-- WORK TASK --
Using only the records, tally the lines with "lily" in them and state that total by itself.
*** Block opens ***
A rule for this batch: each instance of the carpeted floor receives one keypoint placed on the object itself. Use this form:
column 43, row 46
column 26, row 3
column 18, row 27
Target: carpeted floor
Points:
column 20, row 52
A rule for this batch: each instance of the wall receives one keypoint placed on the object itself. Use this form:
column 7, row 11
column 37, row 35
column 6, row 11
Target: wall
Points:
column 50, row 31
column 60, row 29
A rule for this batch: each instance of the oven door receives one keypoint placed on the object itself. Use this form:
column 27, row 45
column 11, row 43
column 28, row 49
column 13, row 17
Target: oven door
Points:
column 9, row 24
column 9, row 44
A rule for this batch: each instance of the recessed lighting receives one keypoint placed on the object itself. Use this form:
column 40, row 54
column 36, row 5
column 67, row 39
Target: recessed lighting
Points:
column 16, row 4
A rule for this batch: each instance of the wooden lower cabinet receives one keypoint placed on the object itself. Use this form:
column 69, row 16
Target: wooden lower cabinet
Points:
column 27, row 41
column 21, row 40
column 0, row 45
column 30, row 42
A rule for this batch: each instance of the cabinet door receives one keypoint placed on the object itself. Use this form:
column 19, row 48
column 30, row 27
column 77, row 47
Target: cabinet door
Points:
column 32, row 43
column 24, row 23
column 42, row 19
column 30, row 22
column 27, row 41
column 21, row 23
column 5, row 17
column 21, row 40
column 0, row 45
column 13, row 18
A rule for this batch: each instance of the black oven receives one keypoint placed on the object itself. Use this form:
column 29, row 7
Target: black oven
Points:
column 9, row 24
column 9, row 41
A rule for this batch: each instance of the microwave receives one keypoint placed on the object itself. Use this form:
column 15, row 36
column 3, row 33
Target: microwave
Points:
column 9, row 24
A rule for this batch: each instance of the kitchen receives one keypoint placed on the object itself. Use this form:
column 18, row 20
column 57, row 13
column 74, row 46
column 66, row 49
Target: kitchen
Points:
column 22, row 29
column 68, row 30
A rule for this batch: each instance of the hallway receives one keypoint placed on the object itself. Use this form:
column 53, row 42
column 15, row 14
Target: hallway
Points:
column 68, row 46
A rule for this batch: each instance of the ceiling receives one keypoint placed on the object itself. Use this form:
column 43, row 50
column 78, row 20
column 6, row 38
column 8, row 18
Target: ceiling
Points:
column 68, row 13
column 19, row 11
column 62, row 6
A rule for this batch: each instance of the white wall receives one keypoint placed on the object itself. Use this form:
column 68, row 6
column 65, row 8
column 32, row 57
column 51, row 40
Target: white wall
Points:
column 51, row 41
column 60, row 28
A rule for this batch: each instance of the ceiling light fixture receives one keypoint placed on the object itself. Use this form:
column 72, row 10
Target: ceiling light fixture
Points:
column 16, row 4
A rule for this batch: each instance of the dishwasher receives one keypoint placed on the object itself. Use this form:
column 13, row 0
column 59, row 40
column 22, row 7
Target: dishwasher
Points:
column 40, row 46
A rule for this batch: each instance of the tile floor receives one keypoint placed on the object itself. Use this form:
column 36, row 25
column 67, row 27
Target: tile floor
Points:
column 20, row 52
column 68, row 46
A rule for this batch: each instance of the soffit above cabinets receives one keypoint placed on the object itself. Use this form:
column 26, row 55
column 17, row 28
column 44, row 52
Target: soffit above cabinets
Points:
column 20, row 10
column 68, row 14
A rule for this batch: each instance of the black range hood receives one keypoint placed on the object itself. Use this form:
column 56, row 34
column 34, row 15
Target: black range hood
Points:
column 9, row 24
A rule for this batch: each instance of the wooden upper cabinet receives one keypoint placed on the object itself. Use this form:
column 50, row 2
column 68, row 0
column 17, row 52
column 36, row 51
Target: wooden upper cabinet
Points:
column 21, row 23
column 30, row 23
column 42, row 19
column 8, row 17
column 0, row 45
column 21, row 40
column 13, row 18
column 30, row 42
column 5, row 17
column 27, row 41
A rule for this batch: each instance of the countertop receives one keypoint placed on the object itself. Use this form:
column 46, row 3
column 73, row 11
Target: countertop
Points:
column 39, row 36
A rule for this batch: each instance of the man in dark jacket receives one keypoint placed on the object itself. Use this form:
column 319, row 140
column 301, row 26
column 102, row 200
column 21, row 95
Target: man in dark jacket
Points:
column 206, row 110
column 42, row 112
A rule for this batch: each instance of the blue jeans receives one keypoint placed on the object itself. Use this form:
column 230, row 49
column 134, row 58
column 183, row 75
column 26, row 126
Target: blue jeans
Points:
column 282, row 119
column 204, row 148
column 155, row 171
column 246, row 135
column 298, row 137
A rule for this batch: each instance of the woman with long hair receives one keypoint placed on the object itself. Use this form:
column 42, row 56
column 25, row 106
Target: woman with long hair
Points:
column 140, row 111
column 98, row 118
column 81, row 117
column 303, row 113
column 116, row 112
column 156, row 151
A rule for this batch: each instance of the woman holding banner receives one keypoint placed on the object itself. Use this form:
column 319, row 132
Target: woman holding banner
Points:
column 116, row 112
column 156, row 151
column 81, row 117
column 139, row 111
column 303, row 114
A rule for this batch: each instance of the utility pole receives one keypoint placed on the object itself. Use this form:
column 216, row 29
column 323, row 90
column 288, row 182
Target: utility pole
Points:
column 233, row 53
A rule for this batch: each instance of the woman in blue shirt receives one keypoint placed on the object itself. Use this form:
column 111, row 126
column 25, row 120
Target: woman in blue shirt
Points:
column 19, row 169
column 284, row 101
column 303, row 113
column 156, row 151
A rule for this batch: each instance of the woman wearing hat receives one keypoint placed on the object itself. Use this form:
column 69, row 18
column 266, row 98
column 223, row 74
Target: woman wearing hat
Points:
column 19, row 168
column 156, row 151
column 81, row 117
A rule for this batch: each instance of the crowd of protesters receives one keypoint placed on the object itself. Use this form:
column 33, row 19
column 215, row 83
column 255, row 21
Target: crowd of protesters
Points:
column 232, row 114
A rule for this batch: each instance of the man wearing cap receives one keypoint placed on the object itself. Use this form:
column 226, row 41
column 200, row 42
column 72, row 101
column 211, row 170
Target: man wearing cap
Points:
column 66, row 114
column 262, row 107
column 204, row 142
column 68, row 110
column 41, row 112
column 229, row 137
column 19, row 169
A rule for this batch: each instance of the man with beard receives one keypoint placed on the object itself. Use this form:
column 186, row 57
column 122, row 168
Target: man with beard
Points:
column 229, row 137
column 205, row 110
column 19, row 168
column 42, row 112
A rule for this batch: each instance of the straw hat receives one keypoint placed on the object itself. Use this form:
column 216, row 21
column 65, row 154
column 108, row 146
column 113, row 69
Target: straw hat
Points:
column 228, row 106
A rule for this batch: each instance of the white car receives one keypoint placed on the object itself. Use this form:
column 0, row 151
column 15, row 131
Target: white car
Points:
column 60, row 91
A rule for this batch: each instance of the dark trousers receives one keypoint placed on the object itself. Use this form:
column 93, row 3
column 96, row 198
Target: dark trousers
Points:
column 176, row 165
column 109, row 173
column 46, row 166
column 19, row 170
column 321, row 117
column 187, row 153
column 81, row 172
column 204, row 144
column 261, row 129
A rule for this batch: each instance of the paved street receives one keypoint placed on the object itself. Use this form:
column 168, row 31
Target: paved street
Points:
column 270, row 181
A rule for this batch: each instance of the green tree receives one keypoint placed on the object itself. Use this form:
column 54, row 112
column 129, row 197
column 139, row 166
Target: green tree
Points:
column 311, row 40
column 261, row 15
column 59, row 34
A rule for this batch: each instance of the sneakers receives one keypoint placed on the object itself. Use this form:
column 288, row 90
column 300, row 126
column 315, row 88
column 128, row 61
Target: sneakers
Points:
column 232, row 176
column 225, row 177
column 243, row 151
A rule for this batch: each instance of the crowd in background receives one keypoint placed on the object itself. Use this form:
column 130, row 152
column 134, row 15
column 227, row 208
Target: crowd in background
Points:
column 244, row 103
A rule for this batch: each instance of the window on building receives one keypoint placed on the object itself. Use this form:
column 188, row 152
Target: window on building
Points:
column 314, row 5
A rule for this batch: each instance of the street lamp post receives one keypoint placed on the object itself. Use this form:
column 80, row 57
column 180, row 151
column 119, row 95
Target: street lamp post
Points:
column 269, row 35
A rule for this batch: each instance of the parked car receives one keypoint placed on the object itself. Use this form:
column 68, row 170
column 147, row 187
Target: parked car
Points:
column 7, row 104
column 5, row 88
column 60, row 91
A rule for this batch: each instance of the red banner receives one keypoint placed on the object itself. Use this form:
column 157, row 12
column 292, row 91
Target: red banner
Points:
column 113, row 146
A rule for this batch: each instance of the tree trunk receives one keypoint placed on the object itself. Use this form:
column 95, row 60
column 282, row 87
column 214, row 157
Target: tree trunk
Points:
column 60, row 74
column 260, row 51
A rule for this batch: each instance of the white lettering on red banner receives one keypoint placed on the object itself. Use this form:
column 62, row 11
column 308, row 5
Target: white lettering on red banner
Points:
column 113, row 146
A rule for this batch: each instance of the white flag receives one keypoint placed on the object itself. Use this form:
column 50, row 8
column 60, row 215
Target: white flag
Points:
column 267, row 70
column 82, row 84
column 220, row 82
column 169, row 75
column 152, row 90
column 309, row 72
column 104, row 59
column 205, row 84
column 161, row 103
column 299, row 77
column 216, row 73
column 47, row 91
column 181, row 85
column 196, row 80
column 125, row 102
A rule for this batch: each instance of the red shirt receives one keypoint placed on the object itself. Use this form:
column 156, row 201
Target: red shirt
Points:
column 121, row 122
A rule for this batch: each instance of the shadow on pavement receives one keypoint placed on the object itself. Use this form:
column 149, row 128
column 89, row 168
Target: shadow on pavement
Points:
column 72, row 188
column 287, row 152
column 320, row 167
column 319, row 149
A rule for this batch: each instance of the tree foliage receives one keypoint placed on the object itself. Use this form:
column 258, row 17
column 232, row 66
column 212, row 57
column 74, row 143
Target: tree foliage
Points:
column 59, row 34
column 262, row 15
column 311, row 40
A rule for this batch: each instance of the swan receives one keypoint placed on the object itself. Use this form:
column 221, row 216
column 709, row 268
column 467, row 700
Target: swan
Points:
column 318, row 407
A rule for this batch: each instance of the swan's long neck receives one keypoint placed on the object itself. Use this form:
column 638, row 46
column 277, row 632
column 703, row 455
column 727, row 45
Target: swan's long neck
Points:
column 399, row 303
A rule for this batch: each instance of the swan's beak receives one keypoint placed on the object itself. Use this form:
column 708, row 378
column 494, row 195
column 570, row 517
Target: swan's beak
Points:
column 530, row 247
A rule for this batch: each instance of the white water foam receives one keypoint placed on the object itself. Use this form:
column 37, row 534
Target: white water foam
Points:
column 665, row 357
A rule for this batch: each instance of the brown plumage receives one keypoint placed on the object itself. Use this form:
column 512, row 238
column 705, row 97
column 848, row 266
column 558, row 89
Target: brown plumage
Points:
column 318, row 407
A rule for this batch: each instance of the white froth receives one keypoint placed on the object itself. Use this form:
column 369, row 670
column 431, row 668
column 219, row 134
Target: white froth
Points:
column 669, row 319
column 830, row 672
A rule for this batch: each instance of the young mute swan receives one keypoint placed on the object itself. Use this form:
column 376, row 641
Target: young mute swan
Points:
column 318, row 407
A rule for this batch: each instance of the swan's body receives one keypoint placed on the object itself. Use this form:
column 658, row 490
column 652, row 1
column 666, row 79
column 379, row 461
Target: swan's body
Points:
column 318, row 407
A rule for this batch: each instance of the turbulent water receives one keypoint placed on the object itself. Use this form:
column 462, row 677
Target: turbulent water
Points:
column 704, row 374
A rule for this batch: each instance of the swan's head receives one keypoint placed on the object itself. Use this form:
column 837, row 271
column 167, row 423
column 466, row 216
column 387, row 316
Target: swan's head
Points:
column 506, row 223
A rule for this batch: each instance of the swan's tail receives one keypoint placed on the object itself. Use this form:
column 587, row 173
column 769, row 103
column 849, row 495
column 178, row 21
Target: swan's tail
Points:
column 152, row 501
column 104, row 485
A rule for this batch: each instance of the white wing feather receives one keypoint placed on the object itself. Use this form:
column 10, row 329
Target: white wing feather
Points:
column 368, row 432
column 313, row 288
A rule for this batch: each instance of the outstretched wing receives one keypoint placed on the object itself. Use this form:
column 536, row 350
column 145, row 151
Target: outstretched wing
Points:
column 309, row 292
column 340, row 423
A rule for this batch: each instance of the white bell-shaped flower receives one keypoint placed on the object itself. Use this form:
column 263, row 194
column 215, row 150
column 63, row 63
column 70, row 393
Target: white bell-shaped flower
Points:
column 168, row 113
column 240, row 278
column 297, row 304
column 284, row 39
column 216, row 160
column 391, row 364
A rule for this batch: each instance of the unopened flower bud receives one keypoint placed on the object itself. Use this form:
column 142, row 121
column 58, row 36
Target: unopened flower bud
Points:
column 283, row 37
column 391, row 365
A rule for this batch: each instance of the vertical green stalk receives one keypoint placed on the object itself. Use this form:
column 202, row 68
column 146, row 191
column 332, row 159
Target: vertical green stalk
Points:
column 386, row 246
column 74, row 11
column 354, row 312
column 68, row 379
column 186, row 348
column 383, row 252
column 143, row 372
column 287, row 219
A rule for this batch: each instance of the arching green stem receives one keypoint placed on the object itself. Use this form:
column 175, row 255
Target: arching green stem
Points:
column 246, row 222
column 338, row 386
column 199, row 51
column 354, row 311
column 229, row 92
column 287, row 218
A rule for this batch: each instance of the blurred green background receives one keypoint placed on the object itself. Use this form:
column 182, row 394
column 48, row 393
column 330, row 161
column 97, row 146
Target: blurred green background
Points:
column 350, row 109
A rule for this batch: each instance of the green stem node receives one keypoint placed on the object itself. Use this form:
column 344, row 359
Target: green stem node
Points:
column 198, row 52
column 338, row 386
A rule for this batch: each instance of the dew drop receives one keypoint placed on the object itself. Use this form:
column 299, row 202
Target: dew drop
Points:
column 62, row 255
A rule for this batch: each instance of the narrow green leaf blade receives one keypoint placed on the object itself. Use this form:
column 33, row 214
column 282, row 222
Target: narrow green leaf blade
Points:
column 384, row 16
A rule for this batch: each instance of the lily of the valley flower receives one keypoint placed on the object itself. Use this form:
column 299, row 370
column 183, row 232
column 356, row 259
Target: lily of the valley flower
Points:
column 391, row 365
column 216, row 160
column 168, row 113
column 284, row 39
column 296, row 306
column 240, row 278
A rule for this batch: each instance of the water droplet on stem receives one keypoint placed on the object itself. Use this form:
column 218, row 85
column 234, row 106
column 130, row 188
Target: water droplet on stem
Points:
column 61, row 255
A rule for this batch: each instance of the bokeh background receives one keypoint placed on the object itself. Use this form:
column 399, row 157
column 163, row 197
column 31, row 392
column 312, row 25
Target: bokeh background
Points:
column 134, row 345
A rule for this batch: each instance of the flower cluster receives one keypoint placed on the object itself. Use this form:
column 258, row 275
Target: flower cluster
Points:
*** Block closes ***
-- SOLUTION TO THIS PROBLEM --
2